Directions for this task
Scan the data below and pick out the lines containing the word "grass".
BEGIN
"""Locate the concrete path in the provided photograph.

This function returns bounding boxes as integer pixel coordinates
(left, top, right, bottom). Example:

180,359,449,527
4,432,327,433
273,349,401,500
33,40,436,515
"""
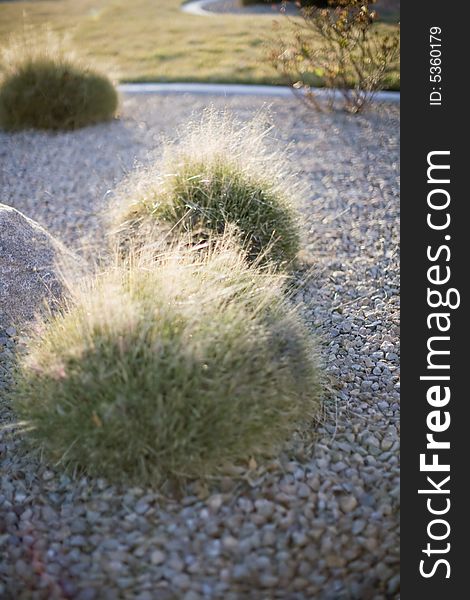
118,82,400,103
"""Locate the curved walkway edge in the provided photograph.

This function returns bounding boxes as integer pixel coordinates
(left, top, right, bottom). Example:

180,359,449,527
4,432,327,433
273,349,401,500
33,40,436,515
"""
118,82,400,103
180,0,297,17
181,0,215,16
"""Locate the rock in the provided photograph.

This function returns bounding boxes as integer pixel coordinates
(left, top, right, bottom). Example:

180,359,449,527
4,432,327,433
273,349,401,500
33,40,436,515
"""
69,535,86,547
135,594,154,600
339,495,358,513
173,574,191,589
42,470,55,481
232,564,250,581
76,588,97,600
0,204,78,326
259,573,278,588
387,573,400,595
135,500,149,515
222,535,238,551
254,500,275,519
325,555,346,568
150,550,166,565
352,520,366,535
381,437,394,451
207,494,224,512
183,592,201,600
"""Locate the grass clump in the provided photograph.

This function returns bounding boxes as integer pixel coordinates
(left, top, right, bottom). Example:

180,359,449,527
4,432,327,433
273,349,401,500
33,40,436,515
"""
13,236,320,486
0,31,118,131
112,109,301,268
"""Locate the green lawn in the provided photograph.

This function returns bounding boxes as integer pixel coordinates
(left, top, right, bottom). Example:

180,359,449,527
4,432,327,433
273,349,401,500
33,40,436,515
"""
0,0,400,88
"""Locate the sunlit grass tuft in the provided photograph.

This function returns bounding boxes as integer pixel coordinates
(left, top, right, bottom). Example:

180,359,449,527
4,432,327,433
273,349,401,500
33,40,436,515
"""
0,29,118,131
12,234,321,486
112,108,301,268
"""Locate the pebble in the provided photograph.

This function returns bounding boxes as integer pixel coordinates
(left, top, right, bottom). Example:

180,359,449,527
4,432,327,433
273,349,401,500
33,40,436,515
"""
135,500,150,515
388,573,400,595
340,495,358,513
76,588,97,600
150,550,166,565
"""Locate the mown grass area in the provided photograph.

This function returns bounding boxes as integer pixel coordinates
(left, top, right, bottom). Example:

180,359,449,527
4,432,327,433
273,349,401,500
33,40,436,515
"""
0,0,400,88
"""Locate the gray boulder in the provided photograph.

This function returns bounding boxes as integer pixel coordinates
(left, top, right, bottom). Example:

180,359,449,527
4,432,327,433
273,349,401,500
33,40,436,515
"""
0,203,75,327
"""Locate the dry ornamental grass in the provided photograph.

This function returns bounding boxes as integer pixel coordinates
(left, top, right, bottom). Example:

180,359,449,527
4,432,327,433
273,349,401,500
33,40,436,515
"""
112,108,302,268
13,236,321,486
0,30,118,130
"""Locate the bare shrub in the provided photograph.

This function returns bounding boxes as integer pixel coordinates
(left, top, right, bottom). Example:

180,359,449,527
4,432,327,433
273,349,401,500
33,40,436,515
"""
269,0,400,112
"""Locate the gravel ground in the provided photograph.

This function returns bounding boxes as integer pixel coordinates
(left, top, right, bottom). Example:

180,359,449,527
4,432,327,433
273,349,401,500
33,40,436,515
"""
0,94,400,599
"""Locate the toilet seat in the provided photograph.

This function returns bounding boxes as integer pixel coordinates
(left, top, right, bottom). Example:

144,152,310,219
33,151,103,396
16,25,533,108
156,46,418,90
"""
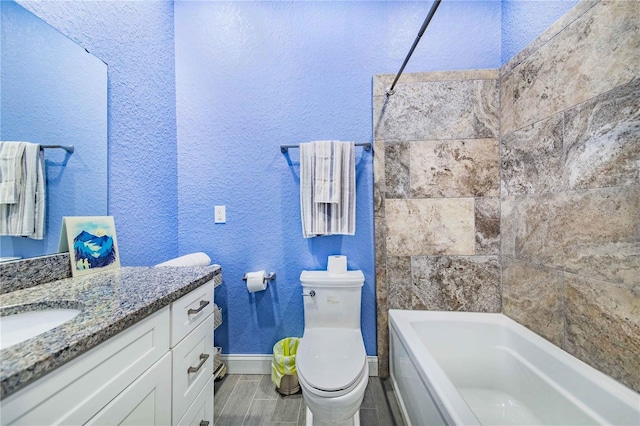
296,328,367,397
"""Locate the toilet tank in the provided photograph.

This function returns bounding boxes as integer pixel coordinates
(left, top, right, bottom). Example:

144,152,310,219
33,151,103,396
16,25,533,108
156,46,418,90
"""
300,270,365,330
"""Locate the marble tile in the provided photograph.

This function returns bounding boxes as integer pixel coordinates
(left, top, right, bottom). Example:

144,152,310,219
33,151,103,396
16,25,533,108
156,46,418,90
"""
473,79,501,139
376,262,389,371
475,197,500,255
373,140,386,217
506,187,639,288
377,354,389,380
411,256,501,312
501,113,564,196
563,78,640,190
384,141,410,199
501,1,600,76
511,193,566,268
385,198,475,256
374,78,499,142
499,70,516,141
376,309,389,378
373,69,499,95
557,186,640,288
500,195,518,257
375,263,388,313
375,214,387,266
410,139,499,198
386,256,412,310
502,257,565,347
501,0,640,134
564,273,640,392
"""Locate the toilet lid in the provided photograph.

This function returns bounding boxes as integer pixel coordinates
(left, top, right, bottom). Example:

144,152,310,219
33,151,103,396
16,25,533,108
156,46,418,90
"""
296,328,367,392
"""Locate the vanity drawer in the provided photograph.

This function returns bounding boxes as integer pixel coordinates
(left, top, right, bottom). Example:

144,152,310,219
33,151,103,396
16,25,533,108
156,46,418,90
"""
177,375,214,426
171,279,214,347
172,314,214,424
END
Output of the exercise
"""Locate the grass clump in the provided photograph.
"""Locate the sunlit grass tuft in the provided photograph.
"""Locate the mown grass area in the provided photograph.
"""Locate the dry ornamental grass in the provided photograph.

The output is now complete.